§ Your instructions
Write each line exactly, from the line that holds "For every instance of the shrub, the" through the final line of the material, and no other line.

(Named object pointing entries)
## BEGIN

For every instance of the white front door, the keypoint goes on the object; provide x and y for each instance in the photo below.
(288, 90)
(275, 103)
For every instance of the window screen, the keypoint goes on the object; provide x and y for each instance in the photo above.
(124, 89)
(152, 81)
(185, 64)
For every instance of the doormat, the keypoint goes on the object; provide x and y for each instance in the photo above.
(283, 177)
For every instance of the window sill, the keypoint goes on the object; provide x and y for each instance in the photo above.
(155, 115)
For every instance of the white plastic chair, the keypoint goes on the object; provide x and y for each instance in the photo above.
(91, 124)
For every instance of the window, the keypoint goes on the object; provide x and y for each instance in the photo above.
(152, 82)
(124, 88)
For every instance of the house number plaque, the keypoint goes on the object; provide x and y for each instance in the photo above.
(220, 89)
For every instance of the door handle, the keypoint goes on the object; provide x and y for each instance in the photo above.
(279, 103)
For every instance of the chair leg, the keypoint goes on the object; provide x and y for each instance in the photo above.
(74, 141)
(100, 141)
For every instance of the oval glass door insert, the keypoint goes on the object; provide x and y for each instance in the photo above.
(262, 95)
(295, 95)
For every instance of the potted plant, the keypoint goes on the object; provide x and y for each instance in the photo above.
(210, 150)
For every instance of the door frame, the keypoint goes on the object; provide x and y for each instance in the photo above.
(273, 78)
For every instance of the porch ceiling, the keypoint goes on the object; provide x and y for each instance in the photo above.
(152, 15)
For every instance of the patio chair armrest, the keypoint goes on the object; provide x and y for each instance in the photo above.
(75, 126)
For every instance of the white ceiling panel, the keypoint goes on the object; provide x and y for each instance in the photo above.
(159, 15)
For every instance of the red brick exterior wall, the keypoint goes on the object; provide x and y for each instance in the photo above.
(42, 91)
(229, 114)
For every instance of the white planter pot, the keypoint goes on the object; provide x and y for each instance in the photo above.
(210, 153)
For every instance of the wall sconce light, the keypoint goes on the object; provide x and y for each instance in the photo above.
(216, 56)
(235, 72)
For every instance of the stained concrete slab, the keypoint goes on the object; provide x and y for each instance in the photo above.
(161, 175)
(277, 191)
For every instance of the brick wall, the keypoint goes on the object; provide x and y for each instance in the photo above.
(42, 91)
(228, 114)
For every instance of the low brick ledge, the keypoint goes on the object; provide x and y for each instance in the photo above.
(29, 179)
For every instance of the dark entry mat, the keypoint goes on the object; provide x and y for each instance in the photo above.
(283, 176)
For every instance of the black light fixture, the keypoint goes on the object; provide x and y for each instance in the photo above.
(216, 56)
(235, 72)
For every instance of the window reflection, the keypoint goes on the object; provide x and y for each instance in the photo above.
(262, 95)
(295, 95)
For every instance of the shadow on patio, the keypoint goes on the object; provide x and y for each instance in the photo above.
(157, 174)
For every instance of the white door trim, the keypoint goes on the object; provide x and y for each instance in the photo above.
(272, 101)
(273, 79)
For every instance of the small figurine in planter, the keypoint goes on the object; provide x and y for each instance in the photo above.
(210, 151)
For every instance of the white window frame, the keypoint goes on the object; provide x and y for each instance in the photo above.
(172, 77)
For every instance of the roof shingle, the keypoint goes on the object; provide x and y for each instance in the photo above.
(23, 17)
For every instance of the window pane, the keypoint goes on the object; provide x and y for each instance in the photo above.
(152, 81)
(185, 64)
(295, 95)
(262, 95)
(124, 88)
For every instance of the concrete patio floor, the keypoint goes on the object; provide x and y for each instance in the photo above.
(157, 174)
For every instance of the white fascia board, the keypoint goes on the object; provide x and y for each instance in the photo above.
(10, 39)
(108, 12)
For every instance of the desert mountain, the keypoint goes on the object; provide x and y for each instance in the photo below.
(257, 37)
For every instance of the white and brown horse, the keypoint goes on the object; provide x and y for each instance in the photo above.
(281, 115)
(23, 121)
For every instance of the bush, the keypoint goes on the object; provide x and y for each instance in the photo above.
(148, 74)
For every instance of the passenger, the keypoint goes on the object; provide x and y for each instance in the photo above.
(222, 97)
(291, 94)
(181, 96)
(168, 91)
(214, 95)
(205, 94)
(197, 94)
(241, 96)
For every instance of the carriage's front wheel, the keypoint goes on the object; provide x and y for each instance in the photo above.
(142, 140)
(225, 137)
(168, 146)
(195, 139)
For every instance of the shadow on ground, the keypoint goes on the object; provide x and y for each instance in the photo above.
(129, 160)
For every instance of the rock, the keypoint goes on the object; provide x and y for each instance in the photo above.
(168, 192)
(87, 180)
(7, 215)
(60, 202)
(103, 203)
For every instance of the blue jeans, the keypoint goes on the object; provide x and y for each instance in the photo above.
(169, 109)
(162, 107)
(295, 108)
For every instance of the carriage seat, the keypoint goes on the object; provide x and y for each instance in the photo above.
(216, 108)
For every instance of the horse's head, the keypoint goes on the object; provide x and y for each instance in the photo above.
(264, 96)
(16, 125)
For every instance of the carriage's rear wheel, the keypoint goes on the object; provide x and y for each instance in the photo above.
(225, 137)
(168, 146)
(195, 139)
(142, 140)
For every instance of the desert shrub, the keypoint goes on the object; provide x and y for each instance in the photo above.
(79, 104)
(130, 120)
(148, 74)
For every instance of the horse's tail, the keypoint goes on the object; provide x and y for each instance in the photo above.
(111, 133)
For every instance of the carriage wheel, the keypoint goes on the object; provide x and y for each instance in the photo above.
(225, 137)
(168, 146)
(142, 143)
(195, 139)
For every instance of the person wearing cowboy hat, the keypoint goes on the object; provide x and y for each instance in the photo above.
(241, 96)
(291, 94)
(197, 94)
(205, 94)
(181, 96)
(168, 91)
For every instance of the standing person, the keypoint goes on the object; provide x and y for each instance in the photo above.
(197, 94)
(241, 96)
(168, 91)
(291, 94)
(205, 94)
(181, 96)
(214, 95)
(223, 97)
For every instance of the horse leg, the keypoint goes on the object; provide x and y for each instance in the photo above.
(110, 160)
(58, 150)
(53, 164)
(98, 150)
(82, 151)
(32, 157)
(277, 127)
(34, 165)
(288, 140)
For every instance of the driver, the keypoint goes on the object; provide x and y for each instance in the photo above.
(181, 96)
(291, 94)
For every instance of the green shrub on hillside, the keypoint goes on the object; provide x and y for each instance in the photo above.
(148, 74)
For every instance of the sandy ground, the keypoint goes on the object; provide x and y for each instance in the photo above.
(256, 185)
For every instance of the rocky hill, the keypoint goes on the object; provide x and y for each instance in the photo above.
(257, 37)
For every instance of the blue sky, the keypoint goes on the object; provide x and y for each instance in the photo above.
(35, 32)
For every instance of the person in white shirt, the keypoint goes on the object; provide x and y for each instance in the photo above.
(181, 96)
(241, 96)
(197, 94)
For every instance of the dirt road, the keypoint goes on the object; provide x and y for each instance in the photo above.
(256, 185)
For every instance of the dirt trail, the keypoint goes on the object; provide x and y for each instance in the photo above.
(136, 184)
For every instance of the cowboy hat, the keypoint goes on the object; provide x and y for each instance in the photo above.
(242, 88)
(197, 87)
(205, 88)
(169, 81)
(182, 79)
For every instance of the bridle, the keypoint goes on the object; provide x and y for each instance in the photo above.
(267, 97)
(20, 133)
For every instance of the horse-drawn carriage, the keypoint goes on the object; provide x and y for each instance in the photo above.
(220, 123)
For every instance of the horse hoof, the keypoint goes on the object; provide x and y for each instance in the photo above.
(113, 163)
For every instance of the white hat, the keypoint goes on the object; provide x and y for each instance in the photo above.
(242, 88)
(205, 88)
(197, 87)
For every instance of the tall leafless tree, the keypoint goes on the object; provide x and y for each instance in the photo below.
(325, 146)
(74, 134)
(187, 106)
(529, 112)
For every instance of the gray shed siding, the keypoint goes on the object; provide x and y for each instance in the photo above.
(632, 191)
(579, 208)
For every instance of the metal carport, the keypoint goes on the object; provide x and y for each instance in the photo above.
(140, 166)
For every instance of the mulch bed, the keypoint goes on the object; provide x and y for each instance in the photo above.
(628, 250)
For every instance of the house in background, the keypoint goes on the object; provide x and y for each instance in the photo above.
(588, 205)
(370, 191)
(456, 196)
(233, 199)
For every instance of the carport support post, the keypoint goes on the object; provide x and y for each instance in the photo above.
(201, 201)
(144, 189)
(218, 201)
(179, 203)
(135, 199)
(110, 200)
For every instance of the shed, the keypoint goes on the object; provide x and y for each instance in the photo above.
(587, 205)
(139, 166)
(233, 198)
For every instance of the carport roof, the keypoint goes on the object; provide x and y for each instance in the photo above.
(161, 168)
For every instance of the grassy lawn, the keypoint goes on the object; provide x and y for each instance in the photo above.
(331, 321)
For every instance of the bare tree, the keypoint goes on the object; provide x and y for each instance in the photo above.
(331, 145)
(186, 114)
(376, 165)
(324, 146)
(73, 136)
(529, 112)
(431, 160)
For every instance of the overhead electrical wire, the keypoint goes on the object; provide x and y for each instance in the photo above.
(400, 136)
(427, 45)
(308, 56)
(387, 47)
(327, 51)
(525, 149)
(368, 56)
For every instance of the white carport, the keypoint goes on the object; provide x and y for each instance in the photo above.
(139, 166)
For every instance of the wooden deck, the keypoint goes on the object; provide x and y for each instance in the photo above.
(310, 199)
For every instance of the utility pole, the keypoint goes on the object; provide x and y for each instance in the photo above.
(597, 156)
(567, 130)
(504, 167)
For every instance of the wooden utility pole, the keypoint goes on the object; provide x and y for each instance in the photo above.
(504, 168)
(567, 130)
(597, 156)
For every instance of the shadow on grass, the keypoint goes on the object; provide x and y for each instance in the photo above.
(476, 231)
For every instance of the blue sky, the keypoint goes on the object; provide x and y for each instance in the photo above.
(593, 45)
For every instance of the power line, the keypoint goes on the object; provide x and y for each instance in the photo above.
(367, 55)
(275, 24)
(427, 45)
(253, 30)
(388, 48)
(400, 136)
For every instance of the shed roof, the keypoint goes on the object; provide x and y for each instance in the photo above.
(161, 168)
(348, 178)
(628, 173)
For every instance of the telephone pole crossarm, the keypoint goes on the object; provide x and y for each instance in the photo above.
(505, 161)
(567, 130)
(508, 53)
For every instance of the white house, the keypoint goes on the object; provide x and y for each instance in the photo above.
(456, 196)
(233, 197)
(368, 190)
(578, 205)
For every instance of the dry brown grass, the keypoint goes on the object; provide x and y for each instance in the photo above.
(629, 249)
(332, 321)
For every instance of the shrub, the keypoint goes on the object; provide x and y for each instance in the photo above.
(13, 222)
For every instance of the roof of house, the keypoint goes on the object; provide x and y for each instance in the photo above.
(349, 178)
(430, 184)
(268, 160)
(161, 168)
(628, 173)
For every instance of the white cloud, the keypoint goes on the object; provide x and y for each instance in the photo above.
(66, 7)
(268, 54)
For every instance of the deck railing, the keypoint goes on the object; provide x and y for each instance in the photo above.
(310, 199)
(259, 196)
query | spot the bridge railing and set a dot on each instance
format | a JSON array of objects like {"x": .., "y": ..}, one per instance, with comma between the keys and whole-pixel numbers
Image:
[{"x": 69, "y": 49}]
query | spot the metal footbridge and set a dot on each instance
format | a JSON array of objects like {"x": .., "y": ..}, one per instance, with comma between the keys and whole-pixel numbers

## END

§ Finished answer
For every instance of the shrub, the keypoint goes on the object; provide x and y for each instance in the photo above.
(13, 222)
For every instance of the roof of house, the keypoint goes on the object; provide x and y for each instance in the photo above.
(349, 178)
(430, 184)
(268, 160)
(161, 168)
(628, 173)
For every instance of the white cloud, the keypoint goes on the object; provide x and y for each instance in the photo above.
(66, 7)
(268, 54)
For every instance of the deck railing, the keypoint goes on the object; provide x and y for each instance in the photo above.
(310, 199)
(259, 196)
query | spot the bridge railing and set a dot on each instance
format | a JSON array of objects like {"x": .., "y": ..}, one per instance, with comma between the keys and whole-pixel numbers
Image:
[{"x": 69, "y": 49}]
query | spot the metal footbridge and set a dot on each instance
format | a JSON array of objects like {"x": .., "y": ..}, one per instance, with comma between the keys and whole-pixel numbers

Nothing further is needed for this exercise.